* start DATA SHOWN *

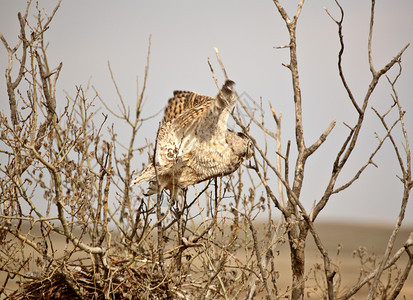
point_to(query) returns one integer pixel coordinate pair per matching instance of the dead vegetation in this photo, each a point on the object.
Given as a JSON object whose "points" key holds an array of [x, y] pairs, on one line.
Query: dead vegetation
{"points": [[123, 245]]}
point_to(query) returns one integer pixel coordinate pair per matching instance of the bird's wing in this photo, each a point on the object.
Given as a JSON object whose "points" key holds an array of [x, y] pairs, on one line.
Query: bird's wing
{"points": [[204, 122], [181, 102]]}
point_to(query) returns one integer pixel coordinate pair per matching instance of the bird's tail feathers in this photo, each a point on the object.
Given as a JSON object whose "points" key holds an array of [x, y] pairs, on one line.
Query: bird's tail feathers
{"points": [[146, 175]]}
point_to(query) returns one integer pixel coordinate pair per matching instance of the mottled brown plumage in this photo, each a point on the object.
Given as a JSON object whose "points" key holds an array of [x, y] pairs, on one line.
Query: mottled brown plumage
{"points": [[193, 142]]}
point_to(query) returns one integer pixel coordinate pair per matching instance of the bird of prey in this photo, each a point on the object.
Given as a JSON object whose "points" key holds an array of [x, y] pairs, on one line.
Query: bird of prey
{"points": [[193, 142]]}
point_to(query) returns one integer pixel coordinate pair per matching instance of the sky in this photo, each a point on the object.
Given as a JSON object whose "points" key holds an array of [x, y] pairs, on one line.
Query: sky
{"points": [[85, 35]]}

* end DATA SHOWN *

### WRITTEN REQUEST
Reproduce all the rows above word for word, leaving the pictures out of your copy.

### RESPONSE TO THE TASK
point_to(query) returns one integer pixel coordinate pair per matching instance of the dead vegetation in this photo, each a point on the object.
Given as a JSON object whose "points" key holds an array of [x, y] pairs, on one line.
Query: dead vegetation
{"points": [[123, 245]]}
point_to(query) returns one integer pixel coordinate pair per matching instance of the bird's wing in this photo, each a point on the object.
Given as a JSON object whose "points" key holds an array of [x, y] pairs, on one line.
Query: bird's wing
{"points": [[204, 122], [181, 102]]}
point_to(query) returns one integer pixel coordinate pair per matching instance of the bird's tail feathers in this photo, each a point on the object.
Given as a JSON object whose "points" key holds an array of [x, y] pairs, on one line.
Query: bird's tail feathers
{"points": [[146, 175]]}
point_to(query) returns one integer pixel coordinate pair per matching instance of the mottled brown plumage in this photo, each a point on the object.
Given as a JSON object whose "points" key holds an array of [x, y] pairs, on one line.
Query: mottled brown plumage
{"points": [[193, 142]]}
point_to(query) returns one integer pixel coordinate pair per matching instance of the bird of prey in this photo, each a point on the object.
Given as a JSON object whose "points" key holds an array of [x, y] pairs, on one line.
Query: bird of prey
{"points": [[193, 142]]}
point_to(query) returns one integer pixel coordinate pair per matching instance of the sky in this photo, each a point on the object.
Given as a JSON object whose "points" key holds an array of [x, y] pairs, on one line.
Query: sky
{"points": [[85, 35]]}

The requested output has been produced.